-- Exercise description --
Retype, character for character, every line from the one containing "golden light in this photo." through the last of the rows below, including both.

-- Stored records --

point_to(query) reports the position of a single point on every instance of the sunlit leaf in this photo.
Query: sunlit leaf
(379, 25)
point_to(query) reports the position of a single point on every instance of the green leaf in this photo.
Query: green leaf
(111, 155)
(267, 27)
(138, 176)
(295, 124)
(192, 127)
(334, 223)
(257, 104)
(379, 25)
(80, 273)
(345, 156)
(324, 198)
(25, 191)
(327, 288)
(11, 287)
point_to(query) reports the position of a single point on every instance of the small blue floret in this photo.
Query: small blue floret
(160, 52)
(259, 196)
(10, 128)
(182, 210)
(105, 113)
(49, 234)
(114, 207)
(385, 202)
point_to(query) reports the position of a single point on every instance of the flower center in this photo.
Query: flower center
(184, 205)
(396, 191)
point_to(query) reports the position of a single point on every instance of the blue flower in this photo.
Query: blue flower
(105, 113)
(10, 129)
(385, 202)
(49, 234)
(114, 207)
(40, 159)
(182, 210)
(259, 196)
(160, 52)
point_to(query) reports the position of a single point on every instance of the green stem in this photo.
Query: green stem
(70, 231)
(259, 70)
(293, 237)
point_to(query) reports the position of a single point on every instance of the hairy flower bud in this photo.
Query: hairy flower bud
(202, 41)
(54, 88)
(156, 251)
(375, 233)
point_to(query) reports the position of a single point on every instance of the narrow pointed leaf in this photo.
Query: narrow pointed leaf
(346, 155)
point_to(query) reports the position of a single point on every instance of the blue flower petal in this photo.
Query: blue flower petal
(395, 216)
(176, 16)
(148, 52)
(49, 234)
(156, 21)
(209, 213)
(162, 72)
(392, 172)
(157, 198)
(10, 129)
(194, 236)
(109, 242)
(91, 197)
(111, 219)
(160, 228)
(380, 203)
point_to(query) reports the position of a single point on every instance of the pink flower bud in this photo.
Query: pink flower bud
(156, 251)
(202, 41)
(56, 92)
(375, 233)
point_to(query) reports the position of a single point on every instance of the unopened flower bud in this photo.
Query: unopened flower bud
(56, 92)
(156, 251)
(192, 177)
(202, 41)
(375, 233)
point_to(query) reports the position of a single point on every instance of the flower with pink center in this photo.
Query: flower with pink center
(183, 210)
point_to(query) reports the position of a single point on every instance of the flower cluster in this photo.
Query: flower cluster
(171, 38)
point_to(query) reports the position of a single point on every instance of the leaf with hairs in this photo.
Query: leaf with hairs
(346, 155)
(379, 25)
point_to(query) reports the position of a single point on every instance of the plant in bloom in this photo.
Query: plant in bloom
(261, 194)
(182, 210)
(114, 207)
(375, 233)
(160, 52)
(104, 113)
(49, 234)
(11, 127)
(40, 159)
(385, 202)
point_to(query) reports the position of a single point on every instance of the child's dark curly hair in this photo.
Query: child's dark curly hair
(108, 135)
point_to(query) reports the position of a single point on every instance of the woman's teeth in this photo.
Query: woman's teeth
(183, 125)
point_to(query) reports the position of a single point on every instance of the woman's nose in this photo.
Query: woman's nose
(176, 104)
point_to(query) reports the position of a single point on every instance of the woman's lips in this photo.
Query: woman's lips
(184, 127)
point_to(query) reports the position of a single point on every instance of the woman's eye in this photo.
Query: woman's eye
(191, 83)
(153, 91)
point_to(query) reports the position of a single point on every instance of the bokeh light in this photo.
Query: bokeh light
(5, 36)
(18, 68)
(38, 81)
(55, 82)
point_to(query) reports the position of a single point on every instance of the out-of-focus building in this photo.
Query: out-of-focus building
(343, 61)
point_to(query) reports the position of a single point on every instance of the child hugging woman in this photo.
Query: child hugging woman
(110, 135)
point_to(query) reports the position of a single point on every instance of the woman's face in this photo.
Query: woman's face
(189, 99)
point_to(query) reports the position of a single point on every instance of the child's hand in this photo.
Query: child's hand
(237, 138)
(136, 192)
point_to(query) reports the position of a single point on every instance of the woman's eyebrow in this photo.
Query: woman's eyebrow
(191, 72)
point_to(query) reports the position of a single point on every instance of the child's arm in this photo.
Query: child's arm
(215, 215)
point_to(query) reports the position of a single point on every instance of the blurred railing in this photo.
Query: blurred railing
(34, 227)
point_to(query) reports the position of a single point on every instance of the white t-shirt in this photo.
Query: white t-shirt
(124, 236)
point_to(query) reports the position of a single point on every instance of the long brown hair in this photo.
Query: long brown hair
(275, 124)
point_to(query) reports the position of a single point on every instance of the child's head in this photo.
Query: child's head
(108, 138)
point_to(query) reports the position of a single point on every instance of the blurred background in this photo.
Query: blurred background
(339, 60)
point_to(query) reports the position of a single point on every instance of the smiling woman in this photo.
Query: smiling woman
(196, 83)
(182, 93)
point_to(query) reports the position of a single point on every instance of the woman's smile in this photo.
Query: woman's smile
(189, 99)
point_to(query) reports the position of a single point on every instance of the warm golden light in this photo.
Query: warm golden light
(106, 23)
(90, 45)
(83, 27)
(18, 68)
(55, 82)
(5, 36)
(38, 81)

-- Solution to the exercise --
point_to(query) reports the position of a single point on every instance of the warm golden light in this photo.
Query: warm golden light
(106, 23)
(90, 45)
(83, 27)
(18, 68)
(55, 82)
(5, 36)
(38, 81)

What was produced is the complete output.